**Page excerpt:**
-- Opening Marker --

If you read only the major media our species still comes off as shortsighted and self-interested.
For example:
The Wall Street Journal’s recent feature on “When to Buy Organic,” answered its question purely on the grounds of various health threats from pesticides, heavy metals and persistent toxins. Worse yet, the writer gave the impression that although organics were originally part of a movement to protect the environment, the market is now maturing into health-related products. Implicitly, the story didn’t recognize any other reason to buy organic products. The story didn’t describe the environmental benefits of organic agriculture, even though the main reason that people buy organic is because it’s good for the environment. Whole Foods’ surveys bear this out. In fact, the major media consistently cover the boom in organic products as though it were driven by self-centered health nuts. Wrong. People care about the environment. Way over half the people who buy organic product say they do so primarily because it benefits the planet.
Vanity Fair’s green issue was the media’s most widely recognized environmental publication of 2006. Take that for what it’s worth. It’s a burr under my saddle, as you can probably imagine.

-- Closing Marker --

**Record set:**
-- Opening Marker --

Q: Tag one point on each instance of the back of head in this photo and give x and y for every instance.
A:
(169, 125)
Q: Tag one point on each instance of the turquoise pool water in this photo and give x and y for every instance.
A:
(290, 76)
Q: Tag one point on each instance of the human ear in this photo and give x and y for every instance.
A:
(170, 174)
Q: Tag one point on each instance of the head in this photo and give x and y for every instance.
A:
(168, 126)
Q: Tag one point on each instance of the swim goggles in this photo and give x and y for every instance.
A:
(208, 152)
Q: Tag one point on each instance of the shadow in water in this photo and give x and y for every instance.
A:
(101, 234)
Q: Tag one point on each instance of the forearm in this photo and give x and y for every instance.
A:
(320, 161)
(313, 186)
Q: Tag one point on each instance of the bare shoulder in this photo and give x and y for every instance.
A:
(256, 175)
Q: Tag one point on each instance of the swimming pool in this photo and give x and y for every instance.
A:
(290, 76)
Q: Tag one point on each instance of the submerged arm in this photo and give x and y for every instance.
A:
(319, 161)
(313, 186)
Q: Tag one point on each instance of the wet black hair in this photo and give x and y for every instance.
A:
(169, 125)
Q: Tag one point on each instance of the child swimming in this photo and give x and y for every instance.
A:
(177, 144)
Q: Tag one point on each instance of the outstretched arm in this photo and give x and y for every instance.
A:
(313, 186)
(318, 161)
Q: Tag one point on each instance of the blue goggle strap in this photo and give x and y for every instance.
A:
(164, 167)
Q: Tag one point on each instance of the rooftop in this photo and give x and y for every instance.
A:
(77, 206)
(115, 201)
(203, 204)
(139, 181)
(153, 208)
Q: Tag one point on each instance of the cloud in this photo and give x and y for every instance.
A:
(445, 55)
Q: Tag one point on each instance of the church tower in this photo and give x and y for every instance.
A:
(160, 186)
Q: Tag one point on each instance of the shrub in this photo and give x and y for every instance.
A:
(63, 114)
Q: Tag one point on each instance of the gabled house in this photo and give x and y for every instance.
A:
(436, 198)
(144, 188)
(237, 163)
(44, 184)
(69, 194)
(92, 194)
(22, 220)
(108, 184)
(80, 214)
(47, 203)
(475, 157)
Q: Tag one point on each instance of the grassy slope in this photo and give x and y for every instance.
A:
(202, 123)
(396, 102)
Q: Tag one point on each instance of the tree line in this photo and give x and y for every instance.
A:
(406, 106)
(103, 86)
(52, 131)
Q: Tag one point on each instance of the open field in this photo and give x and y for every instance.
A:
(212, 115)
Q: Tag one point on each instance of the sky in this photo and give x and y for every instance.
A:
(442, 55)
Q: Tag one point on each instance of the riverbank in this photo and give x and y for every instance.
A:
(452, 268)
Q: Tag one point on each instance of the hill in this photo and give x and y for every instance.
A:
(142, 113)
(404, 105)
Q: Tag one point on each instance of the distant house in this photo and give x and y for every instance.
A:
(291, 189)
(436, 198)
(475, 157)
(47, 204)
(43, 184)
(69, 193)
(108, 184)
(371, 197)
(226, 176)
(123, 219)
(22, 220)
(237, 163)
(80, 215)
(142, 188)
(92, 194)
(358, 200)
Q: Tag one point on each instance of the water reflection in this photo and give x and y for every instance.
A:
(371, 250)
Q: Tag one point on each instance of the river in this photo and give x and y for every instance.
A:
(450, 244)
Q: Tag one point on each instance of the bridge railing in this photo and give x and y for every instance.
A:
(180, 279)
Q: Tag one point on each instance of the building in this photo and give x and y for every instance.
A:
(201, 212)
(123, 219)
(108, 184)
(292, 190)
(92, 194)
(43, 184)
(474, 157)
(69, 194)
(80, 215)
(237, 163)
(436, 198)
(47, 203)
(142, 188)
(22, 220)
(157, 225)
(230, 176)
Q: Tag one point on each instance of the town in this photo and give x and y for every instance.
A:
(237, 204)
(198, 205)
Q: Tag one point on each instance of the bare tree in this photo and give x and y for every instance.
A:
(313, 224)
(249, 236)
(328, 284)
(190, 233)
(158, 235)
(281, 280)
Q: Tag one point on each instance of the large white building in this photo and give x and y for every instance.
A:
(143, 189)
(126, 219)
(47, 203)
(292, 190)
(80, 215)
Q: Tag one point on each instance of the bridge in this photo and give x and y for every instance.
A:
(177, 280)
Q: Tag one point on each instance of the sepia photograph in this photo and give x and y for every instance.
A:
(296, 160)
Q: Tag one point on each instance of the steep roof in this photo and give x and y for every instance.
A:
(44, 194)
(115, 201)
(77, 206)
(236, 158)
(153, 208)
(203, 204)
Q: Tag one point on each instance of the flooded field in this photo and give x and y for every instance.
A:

-- Closing Marker --

**Tasks:**
1. According to the commentary on media coverage of organic products, what share of organic buyers say they buy mainly because it benefits the planet?
2. Write the next part of the commentary on media coverage of organic products, starting after its final sentence.
The entries are not needed for this exercise.

**Outputs for the tasks:**
1. Way over half of them.

2.
A recent BBC poll of adults worldwide contradicts what most national leaders around the world are saying these days. The poll indicated that in no country in the world do most people actually believe we’re in a “clash of civilizations.” The vast majority believes there is “no inherent incompatibility” between Islam and the West. Even in the Middle East, people see our international conflicts as political or economic in nature. They believe we will find common ground and end the violence. Egypt had the largest percentage who believed “violence is inevitable,” and they only made up 43 percent of the Egyptians surveyed.
And in the meantime, fair-trade products, locally produced food, organic clothing, and hybrid automobiles are all exploding in popularity — even though they are significantly more expensive than their mass-marketed alternatives — while the major media struggle to explain these trends in terms of frugality and self-interest. The popularity of the Prius took everyone by surprise, even Toyota, and it persists even when gas prices are falling. No one predicted the speed and scope of the expansion of Whole Foods, not even Whole Foods.
Who would have thought, a decade ago, that today 100 million people worldwide would be starting little businesses with money provided, for partially altruistic reasons, by micro-lenders? Certainly it’s not what the world’s giant banks expected.
People care, and they’re doing something about it. People are taking a personal interest in improving both their society and their planet.